--- Start MATERIAL TO PROCESS ---
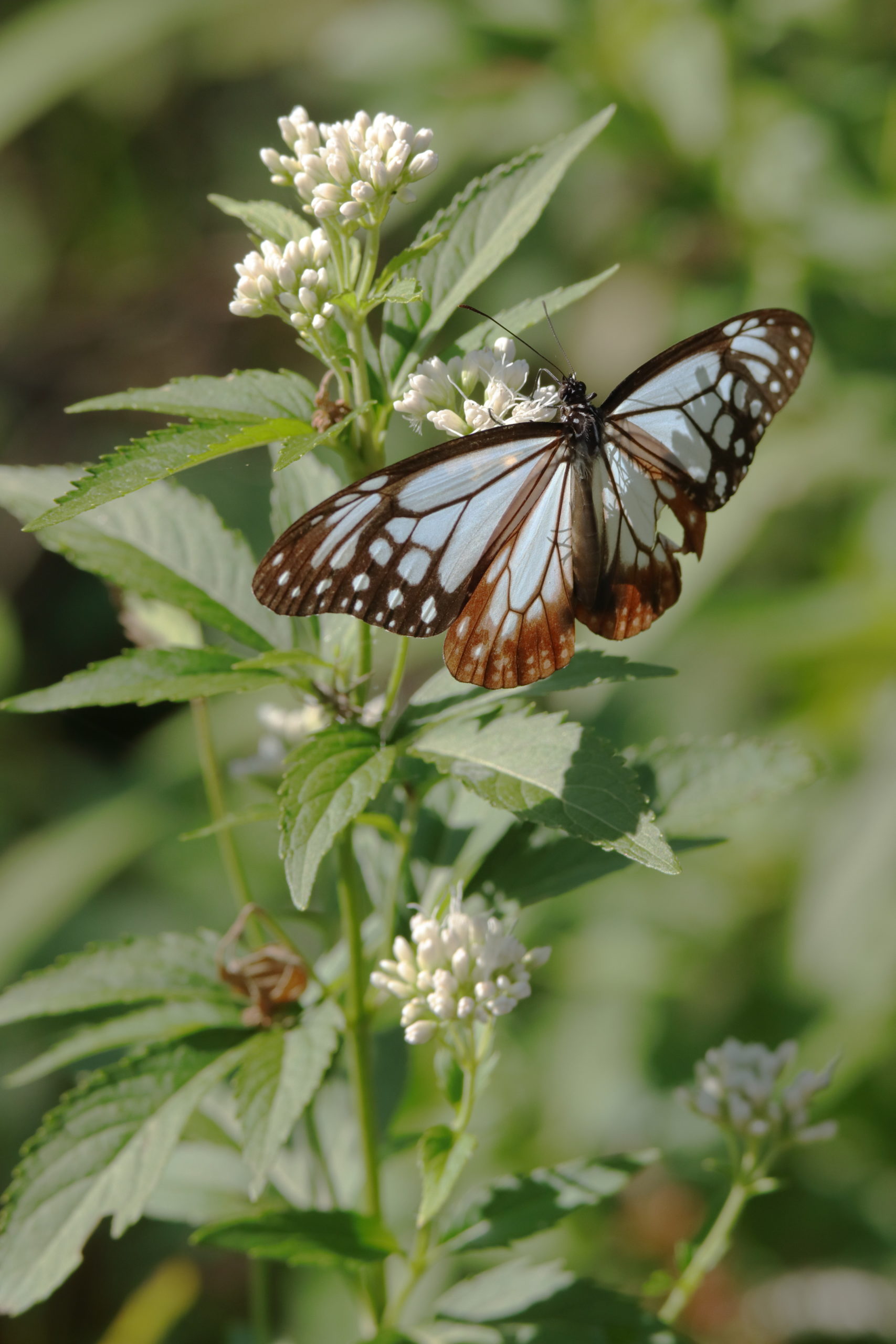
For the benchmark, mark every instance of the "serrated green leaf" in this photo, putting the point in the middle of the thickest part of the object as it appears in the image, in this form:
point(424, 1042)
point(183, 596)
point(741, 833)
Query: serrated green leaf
point(442, 1155)
point(513, 1208)
point(166, 1022)
point(172, 965)
point(242, 397)
point(297, 445)
point(483, 226)
point(144, 676)
point(297, 488)
point(99, 1153)
point(163, 542)
point(531, 863)
point(304, 1237)
point(553, 772)
point(328, 783)
point(157, 456)
point(442, 697)
point(696, 785)
point(206, 1182)
point(265, 218)
point(530, 312)
point(279, 1076)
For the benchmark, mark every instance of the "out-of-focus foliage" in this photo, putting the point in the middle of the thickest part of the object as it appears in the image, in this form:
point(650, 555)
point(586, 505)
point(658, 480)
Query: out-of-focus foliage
point(753, 160)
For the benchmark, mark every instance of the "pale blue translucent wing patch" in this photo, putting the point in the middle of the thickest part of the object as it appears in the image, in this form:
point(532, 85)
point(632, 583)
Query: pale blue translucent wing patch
point(405, 548)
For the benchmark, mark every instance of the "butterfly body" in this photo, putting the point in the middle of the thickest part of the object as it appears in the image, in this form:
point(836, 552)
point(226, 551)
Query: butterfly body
point(508, 537)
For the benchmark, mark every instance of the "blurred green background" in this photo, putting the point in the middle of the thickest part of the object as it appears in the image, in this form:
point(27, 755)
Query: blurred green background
point(753, 160)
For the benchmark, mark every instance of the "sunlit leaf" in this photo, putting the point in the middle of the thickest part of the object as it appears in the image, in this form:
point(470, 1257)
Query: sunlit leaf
point(330, 780)
point(145, 1026)
point(442, 1156)
point(279, 1076)
point(99, 1153)
point(513, 1208)
point(163, 542)
point(145, 676)
point(304, 1237)
point(553, 772)
point(171, 965)
point(267, 218)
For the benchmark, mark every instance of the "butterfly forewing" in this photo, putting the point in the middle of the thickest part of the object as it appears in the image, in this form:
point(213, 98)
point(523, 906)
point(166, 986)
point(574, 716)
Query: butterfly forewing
point(405, 548)
point(698, 412)
point(519, 624)
point(505, 538)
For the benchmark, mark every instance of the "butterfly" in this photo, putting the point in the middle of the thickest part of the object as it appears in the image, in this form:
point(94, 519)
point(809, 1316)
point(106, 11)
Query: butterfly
point(507, 537)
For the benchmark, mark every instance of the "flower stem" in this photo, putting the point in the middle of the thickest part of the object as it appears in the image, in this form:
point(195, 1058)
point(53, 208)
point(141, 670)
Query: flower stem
point(708, 1254)
point(217, 805)
point(397, 674)
point(358, 1035)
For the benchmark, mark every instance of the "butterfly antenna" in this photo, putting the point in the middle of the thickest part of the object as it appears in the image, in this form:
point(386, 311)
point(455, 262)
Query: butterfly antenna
point(554, 332)
point(496, 323)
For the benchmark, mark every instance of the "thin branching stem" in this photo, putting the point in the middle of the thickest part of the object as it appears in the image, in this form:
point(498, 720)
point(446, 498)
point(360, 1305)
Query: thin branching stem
point(217, 804)
point(358, 1037)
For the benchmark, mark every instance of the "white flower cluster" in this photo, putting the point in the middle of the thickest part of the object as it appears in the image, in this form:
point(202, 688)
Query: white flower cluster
point(736, 1088)
point(444, 393)
point(461, 968)
point(350, 171)
point(296, 279)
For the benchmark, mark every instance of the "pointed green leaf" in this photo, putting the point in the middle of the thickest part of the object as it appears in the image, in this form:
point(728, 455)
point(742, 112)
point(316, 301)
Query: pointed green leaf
point(304, 1237)
point(530, 312)
point(442, 1155)
point(328, 783)
point(172, 965)
point(442, 697)
point(553, 772)
point(157, 456)
point(484, 225)
point(279, 1076)
point(267, 218)
point(242, 397)
point(99, 1153)
point(405, 258)
point(513, 1208)
point(531, 863)
point(147, 1026)
point(299, 444)
point(144, 676)
point(163, 542)
point(698, 785)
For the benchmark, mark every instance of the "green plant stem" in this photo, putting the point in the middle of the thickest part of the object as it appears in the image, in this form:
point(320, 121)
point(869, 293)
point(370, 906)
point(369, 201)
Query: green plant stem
point(397, 674)
point(217, 805)
point(358, 1035)
point(708, 1254)
point(258, 1300)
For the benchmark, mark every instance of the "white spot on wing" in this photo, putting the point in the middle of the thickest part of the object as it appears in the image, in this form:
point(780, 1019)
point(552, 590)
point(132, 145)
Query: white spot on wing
point(414, 565)
point(400, 527)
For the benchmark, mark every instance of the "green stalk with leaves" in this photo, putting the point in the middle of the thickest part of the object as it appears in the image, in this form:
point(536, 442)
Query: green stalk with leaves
point(260, 1042)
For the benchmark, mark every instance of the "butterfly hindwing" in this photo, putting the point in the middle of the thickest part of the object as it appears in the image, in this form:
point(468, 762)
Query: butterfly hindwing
point(698, 411)
point(405, 548)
--- End MATERIAL TO PROCESS ---
WORK TO COMPLETE:
Please copy the material word for word from its first line through the line containing "point(508, 537)", including both of those lines. Leave out the pictures.

PROBLEM SOLUTION:
For the benchmark, mark every instance of the "serrated green leaf" in this photo, putting the point in the middle of the thickest part of the object as it appears in the image, in this form:
point(424, 1042)
point(183, 596)
point(741, 833)
Query: serrated green leaf
point(442, 1155)
point(513, 1208)
point(166, 1022)
point(172, 965)
point(242, 397)
point(297, 445)
point(483, 226)
point(144, 676)
point(297, 488)
point(99, 1153)
point(163, 542)
point(531, 863)
point(304, 1237)
point(553, 772)
point(328, 783)
point(157, 456)
point(442, 697)
point(696, 785)
point(206, 1182)
point(265, 218)
point(530, 312)
point(279, 1076)
For the benchmark, mark every instance of the "out-of-focus foliage" in this photo, putting the point in the middle of the thickest part of the object as it appears in the image, in this form:
point(650, 555)
point(586, 505)
point(658, 480)
Query: out-of-focus foliage
point(753, 160)
For the benchmark, mark every instance of the "pale blue translucent wing patch" in this photo, putting the point in the middle of the thickest part of the object as it appears in the image, in this form:
point(532, 85)
point(632, 583)
Query: pale blue translucent wing patch
point(405, 548)
For the benchmark, mark every instance of the "butterfly body" in this photo, putting the point in the middle of the thickest part of the object as it appears in the image, in this form:
point(836, 552)
point(226, 551)
Query: butterfly body
point(508, 537)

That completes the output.